**GIVEN TEXT:**
========

DETAILED DESCRIPTION OF EMBODIMENTS OF THE INVENTION
[0094] Referring to FIG. 1, there is shown an image recognition
system 10, which comprises a camera 12 and a recognition device 14.
The recognition device 14 is typically a computer having a
processor 22 arranged to operate under the control of instructions
of a computer program to perform recognition of an image set
captured by the camera 12. The computer program is typically loaded
from a storage media, such as a CD, hard disk, or flash memory,
into RAM of the computer for execution.
[0095] The camera 12 is capable of capturing an image set
comprising a 2-D image and a 3-D image, which are registered with
each other. That is, they are taken from the same or substantially
the same point of view to capture an image of the same subject 16
and each point in the 3-D image can be mapped to one or more
corresponding points in the 2-D image or vice versa. The resolution
need not be the same. The 3-D image is formed from, for example, a
laser scanner of the camera 12 which finds the range (from the
camera 12) of each point of an observed surface of the subject 16.
The 3-D image comprises 3-D cloud-points of the subject surface,
that is a cloud of range (from the camera) values (that is, z-axis
values) for every point in the x-y plane. The 2-D image comprises a
textured pixel for every point in the x-y plane of a captured image
of the subject 16. Texture can be colour or greyscale. It is noted
that the 3-D image can be obtained other than by a laser scanner,
for example multiple 2-D images of the same subject from known
different points of view could be used to calculate the 3-D
image.
[0096] In order to recognize an image set, a gallery of reference
image sets is required for comparison, with the idea being to match
a probe image set to one of the image sets in the gallery. If a
match is found the probe image set is recognized. If a match is not
found it is regarded that the gallery does not contain the identity
of the probe image set and the identity is unknown. Typically each
image in the gallery will have identifying information associated
with it, so that in the event of a match the probe image set can
also be associated with the identifying information of the matched
gallery image set.
[0097] The gallery is stored in a storage means of the recognition
device 10, such as memory 24 (for example RAM), mass storage 18
(for example a flash drive or hard disk drive) or on a networked
storage device. The gallery will comprise a plurality of image
sets, where again each image set has a 2-D image registered with a
3-D image. An example structure of the gallery 310 is shown in FIG.
9.
[0098] When the gallery of image sets is first formed and when an
image set is added to the gallery, it is preferred to pre-process
each image set with the same pre-processing as the probe image, as
described below, prior to comparison with the probe image set. This
means that there is not an undue delay in the recognition process.

========

**DATA BLOCK:**

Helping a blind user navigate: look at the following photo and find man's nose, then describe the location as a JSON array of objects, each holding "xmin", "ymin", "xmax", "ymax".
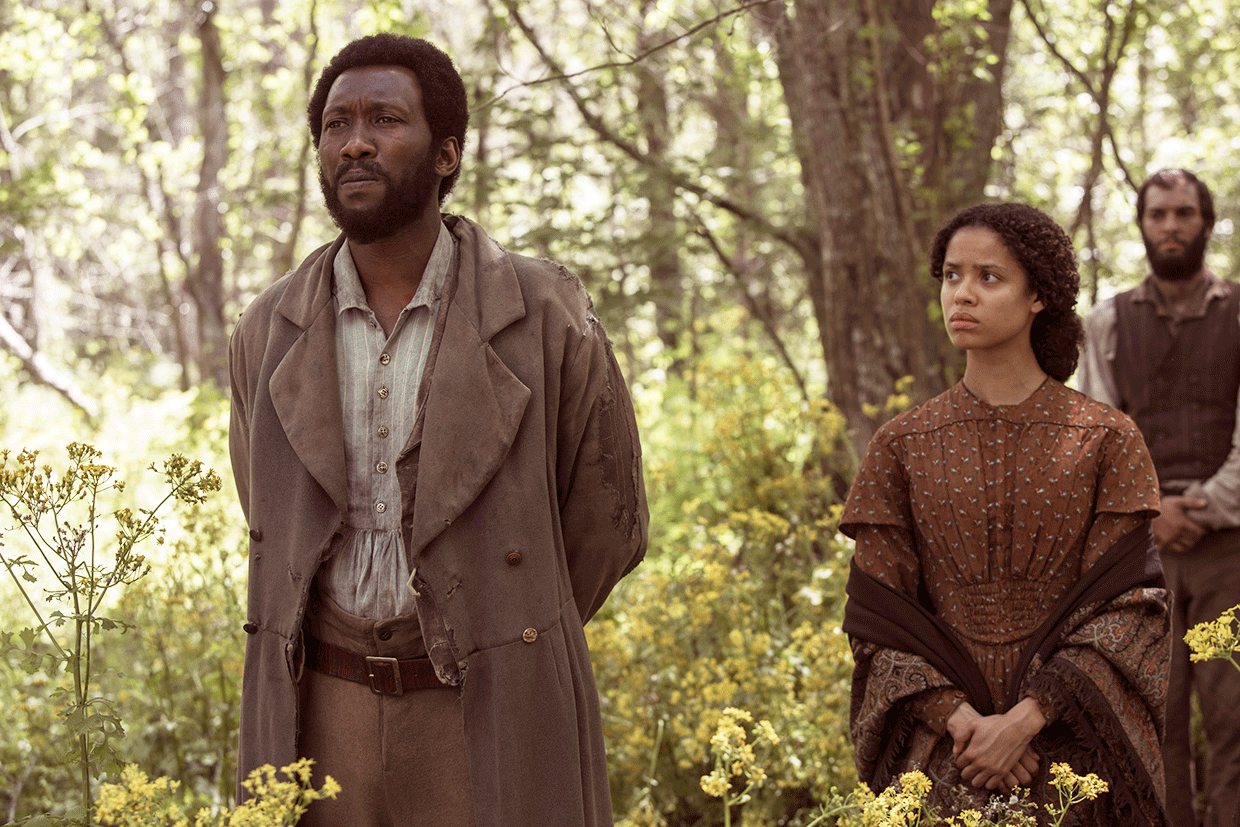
[{"xmin": 340, "ymin": 126, "xmax": 374, "ymax": 159}]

========

**OBJECTIVE:**
In one to three sentences, explain why the image recognition text prefers to pre-process each image set when the gallery is first formed or when a set is added to it. The data play no part in what is asked here.

**ANSWER TO THIS EXERCISE:**
Each gallery image set is given the same pre-processing as the probe image before it is compared with a probe image set. Doing this in advance means there is no undue delay in the recognition process.